- _PROBLEM DESCRIPTION_:
Find the line containing "point_to SHOULD place one pin on every instance of the red" in the entries; transcribe it and all remaining lines through the end, exactly as they appear, but not the pictures.

[start PROVIDED DATA]

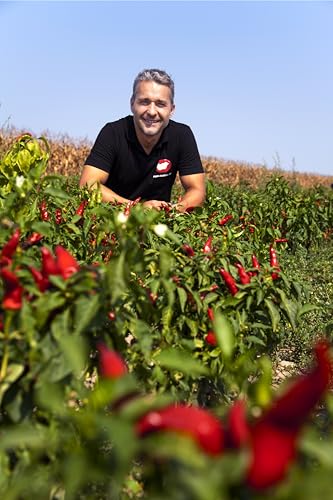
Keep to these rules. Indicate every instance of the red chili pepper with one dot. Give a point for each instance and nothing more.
(203, 427)
(33, 239)
(80, 210)
(243, 276)
(111, 315)
(279, 427)
(128, 208)
(136, 201)
(10, 247)
(111, 364)
(189, 250)
(208, 245)
(255, 262)
(274, 263)
(58, 216)
(224, 220)
(49, 264)
(41, 281)
(229, 281)
(66, 263)
(211, 338)
(43, 211)
(13, 292)
(210, 313)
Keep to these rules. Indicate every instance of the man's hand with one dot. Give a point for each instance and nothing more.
(157, 204)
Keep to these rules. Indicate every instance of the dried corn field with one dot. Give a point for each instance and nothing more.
(68, 157)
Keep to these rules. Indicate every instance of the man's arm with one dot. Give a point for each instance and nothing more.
(195, 191)
(92, 176)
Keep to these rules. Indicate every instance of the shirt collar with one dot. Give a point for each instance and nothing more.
(131, 134)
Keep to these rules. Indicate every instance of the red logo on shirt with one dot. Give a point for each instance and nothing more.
(163, 166)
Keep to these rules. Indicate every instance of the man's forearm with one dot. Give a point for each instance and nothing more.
(191, 198)
(111, 196)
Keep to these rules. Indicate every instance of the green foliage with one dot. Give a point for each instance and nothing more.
(65, 432)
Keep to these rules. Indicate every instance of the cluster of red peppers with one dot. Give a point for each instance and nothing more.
(45, 214)
(246, 276)
(63, 264)
(271, 439)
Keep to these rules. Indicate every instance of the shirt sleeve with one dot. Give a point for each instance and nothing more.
(189, 161)
(102, 153)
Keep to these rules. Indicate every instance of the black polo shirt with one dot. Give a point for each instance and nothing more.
(133, 172)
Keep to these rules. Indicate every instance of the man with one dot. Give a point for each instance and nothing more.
(140, 155)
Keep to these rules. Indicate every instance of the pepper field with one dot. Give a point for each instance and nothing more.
(144, 354)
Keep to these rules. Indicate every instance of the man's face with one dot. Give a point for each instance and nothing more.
(151, 108)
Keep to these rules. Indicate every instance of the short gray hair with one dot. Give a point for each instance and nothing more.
(154, 75)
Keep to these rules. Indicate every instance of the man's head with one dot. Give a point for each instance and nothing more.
(154, 75)
(152, 104)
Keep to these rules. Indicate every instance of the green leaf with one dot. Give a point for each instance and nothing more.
(224, 332)
(166, 261)
(182, 295)
(290, 307)
(274, 314)
(256, 340)
(57, 193)
(14, 371)
(116, 276)
(61, 325)
(305, 308)
(181, 361)
(75, 352)
(86, 309)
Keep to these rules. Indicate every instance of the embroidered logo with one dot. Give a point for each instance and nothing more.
(163, 168)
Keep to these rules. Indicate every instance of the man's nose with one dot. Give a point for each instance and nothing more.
(152, 109)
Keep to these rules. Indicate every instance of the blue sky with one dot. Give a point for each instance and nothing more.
(254, 80)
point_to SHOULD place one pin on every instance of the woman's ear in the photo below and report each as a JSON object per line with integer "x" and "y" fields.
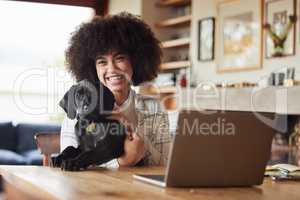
{"x": 68, "y": 104}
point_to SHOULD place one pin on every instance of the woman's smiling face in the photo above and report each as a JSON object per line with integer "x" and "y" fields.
{"x": 114, "y": 70}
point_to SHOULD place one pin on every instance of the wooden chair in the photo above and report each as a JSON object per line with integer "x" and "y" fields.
{"x": 48, "y": 144}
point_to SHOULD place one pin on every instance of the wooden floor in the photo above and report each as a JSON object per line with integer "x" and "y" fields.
{"x": 29, "y": 182}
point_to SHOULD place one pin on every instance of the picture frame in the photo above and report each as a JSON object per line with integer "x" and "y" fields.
{"x": 239, "y": 35}
{"x": 277, "y": 14}
{"x": 206, "y": 39}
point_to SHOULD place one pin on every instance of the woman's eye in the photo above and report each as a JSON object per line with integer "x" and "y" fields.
{"x": 101, "y": 62}
{"x": 120, "y": 58}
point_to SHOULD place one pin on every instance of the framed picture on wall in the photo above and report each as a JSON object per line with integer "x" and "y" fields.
{"x": 206, "y": 39}
{"x": 239, "y": 35}
{"x": 278, "y": 15}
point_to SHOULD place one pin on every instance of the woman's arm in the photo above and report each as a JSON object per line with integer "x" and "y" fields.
{"x": 154, "y": 129}
{"x": 67, "y": 134}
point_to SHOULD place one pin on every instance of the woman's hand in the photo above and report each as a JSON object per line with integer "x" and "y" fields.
{"x": 134, "y": 149}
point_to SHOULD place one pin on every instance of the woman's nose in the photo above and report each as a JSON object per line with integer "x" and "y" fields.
{"x": 111, "y": 66}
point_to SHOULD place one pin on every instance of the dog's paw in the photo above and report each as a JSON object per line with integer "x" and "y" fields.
{"x": 72, "y": 165}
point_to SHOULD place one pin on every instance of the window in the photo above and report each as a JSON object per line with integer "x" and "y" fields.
{"x": 33, "y": 39}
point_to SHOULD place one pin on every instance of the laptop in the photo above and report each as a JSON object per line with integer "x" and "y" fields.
{"x": 219, "y": 149}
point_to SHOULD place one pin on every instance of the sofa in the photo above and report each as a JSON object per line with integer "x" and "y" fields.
{"x": 17, "y": 143}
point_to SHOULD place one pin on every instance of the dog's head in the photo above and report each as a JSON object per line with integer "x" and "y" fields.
{"x": 87, "y": 100}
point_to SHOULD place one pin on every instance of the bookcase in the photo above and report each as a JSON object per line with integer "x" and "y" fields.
{"x": 170, "y": 20}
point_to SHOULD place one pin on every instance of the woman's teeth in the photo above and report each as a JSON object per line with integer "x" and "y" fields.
{"x": 116, "y": 77}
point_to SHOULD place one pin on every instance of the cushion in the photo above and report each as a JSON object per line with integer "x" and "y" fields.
{"x": 11, "y": 158}
{"x": 7, "y": 136}
{"x": 33, "y": 157}
{"x": 25, "y": 135}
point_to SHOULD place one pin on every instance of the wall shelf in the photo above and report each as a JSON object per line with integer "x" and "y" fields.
{"x": 173, "y": 2}
{"x": 176, "y": 43}
{"x": 175, "y": 65}
{"x": 174, "y": 21}
{"x": 160, "y": 90}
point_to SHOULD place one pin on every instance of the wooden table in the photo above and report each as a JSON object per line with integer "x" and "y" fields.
{"x": 32, "y": 182}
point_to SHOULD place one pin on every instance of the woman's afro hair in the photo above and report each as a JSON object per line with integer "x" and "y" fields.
{"x": 123, "y": 33}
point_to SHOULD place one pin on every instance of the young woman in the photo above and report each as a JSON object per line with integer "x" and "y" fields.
{"x": 121, "y": 51}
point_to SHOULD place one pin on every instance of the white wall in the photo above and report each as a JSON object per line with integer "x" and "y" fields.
{"x": 206, "y": 71}
{"x": 132, "y": 6}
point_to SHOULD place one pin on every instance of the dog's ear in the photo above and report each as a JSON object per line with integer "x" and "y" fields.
{"x": 68, "y": 103}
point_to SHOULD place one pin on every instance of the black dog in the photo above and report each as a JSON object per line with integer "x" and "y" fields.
{"x": 100, "y": 139}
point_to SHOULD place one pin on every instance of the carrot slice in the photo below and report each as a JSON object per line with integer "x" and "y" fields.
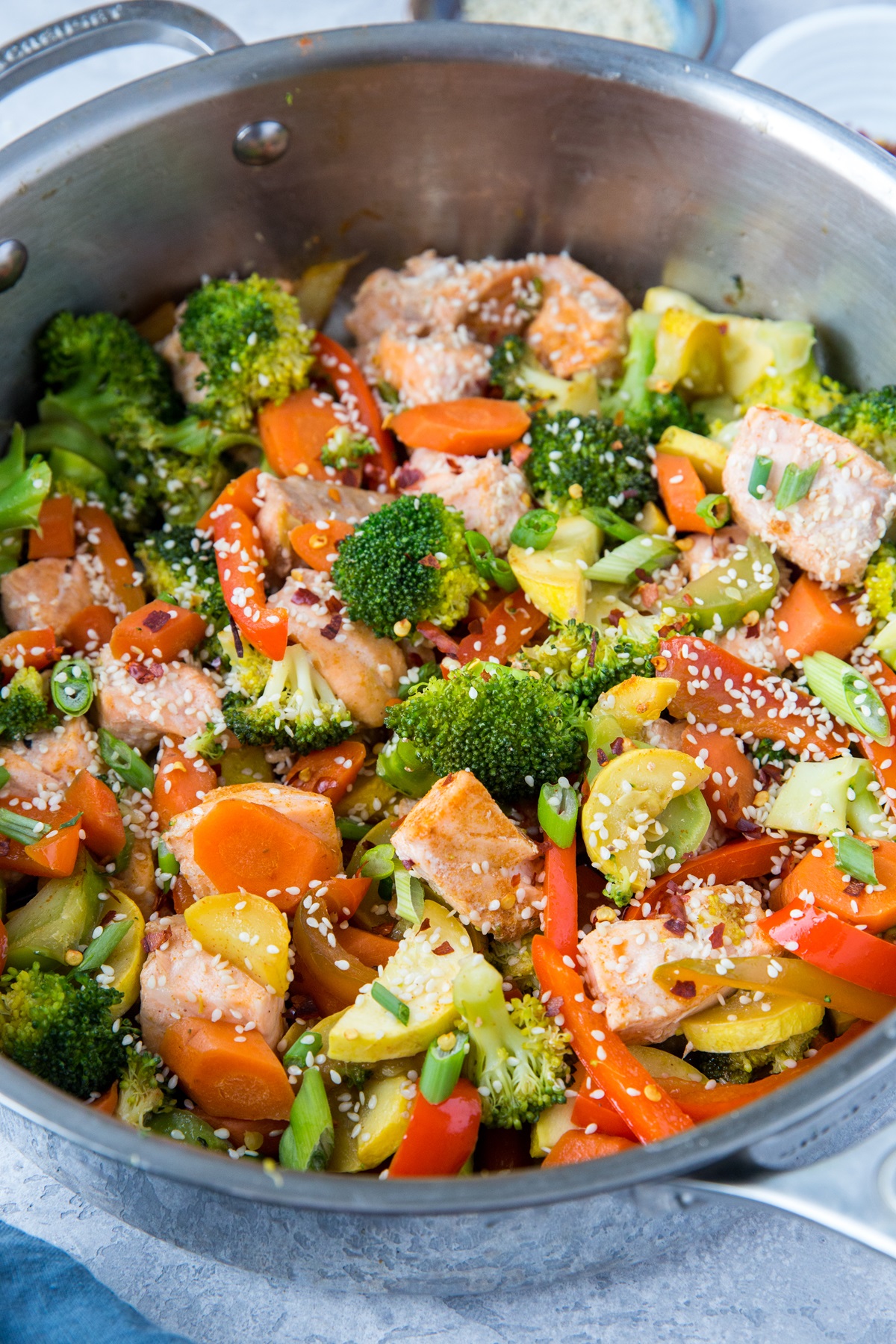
{"x": 817, "y": 620}
{"x": 227, "y": 1074}
{"x": 159, "y": 631}
{"x": 180, "y": 784}
{"x": 57, "y": 530}
{"x": 100, "y": 815}
{"x": 250, "y": 846}
{"x": 467, "y": 428}
{"x": 319, "y": 546}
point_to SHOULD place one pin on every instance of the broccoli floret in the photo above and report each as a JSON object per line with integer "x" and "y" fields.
{"x": 583, "y": 663}
{"x": 60, "y": 1028}
{"x": 644, "y": 411}
{"x": 99, "y": 366}
{"x": 296, "y": 709}
{"x": 253, "y": 343}
{"x": 608, "y": 461}
{"x": 25, "y": 706}
{"x": 408, "y": 562}
{"x": 140, "y": 1095}
{"x": 869, "y": 421}
{"x": 514, "y": 732}
{"x": 517, "y": 1054}
{"x": 742, "y": 1066}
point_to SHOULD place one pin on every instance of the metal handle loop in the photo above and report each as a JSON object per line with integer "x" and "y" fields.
{"x": 109, "y": 26}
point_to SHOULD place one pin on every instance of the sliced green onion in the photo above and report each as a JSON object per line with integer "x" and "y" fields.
{"x": 612, "y": 523}
{"x": 72, "y": 687}
{"x": 125, "y": 762}
{"x": 386, "y": 999}
{"x": 308, "y": 1142}
{"x": 856, "y": 858}
{"x": 558, "y": 813}
{"x": 22, "y": 830}
{"x": 848, "y": 695}
{"x": 488, "y": 564}
{"x": 535, "y": 529}
{"x": 408, "y": 895}
{"x": 794, "y": 484}
{"x": 759, "y": 477}
{"x": 715, "y": 510}
{"x": 642, "y": 553}
{"x": 442, "y": 1068}
{"x": 101, "y": 948}
{"x": 302, "y": 1051}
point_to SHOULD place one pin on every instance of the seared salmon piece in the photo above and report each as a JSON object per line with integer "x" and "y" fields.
{"x": 359, "y": 667}
{"x": 309, "y": 811}
{"x": 46, "y": 591}
{"x": 181, "y": 980}
{"x": 833, "y": 530}
{"x": 582, "y": 320}
{"x": 458, "y": 840}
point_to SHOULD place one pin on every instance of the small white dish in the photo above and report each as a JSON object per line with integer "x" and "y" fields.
{"x": 842, "y": 62}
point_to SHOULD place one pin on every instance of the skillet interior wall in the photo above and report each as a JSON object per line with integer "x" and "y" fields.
{"x": 467, "y": 158}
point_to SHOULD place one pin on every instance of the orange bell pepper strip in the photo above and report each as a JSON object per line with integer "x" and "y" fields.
{"x": 817, "y": 620}
{"x": 112, "y": 553}
{"x": 100, "y": 815}
{"x": 55, "y": 531}
{"x": 319, "y": 546}
{"x": 440, "y": 1139}
{"x": 849, "y": 900}
{"x": 247, "y": 844}
{"x": 738, "y": 695}
{"x": 242, "y": 492}
{"x": 828, "y": 942}
{"x": 329, "y": 772}
{"x": 181, "y": 783}
{"x": 89, "y": 629}
{"x": 27, "y": 650}
{"x": 561, "y": 893}
{"x": 578, "y": 1147}
{"x": 347, "y": 378}
{"x": 505, "y": 629}
{"x": 159, "y": 631}
{"x": 240, "y": 569}
{"x": 632, "y": 1092}
{"x": 467, "y": 428}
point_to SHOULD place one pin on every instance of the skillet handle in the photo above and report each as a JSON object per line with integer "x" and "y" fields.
{"x": 853, "y": 1192}
{"x": 166, "y": 22}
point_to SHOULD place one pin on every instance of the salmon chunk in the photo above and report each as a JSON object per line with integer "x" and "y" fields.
{"x": 359, "y": 667}
{"x": 45, "y": 593}
{"x": 491, "y": 495}
{"x": 458, "y": 840}
{"x": 307, "y": 809}
{"x": 832, "y": 531}
{"x": 620, "y": 959}
{"x": 582, "y": 322}
{"x": 181, "y": 980}
{"x": 180, "y": 700}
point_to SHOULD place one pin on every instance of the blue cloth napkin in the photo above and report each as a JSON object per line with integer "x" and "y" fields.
{"x": 46, "y": 1297}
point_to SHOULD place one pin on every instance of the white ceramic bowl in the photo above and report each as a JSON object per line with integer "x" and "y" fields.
{"x": 842, "y": 62}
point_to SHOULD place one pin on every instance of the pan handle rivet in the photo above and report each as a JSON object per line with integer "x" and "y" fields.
{"x": 260, "y": 143}
{"x": 13, "y": 258}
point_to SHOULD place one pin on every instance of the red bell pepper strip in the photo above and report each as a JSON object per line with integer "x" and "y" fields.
{"x": 632, "y": 1092}
{"x": 828, "y": 942}
{"x": 440, "y": 1139}
{"x": 354, "y": 393}
{"x": 561, "y": 892}
{"x": 732, "y": 694}
{"x": 504, "y": 632}
{"x": 240, "y": 569}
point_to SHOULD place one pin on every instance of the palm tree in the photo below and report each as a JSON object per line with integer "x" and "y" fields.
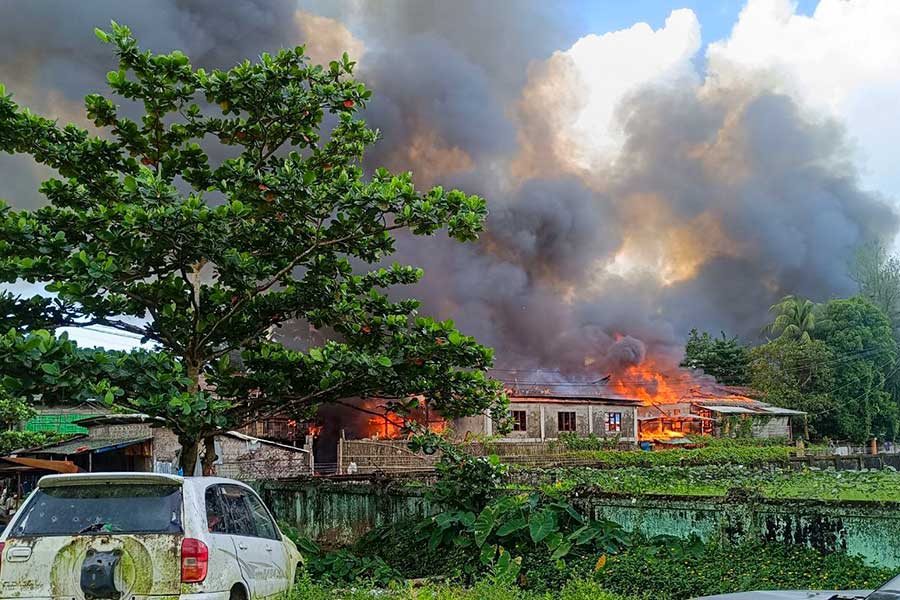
{"x": 795, "y": 319}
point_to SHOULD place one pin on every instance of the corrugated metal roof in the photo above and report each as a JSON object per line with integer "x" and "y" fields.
{"x": 81, "y": 445}
{"x": 27, "y": 464}
{"x": 730, "y": 410}
{"x": 777, "y": 410}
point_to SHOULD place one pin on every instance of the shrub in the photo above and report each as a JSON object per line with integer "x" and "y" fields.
{"x": 715, "y": 455}
{"x": 675, "y": 570}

[end PROVIDED DATA]

- _WORKED SOLUTION_:
point_to SHOULD place one pin on every instance of the red bell pepper strip in the photo above and report each as a JSON object per line with integer "x" and "y" fields.
{"x": 632, "y": 1092}
{"x": 828, "y": 942}
{"x": 440, "y": 1139}
{"x": 354, "y": 393}
{"x": 561, "y": 892}
{"x": 732, "y": 694}
{"x": 504, "y": 632}
{"x": 240, "y": 569}
point_to SHOULD place one pin on every instance of the palm tree in the photo below and report each as a JSON object per line with integer "x" and "y" fields.
{"x": 795, "y": 319}
point_to SHOULD place one pin on every instance of the corrugated metal roof in the photo above and report each as a JSON object per line with integer "x" and "y" fields.
{"x": 81, "y": 445}
{"x": 27, "y": 464}
{"x": 730, "y": 410}
{"x": 777, "y": 410}
point_to SHOULD place one pin on every instance of the shrub in the photo above and report each as a JSON object per line with integer "x" and "y" fields.
{"x": 715, "y": 455}
{"x": 675, "y": 570}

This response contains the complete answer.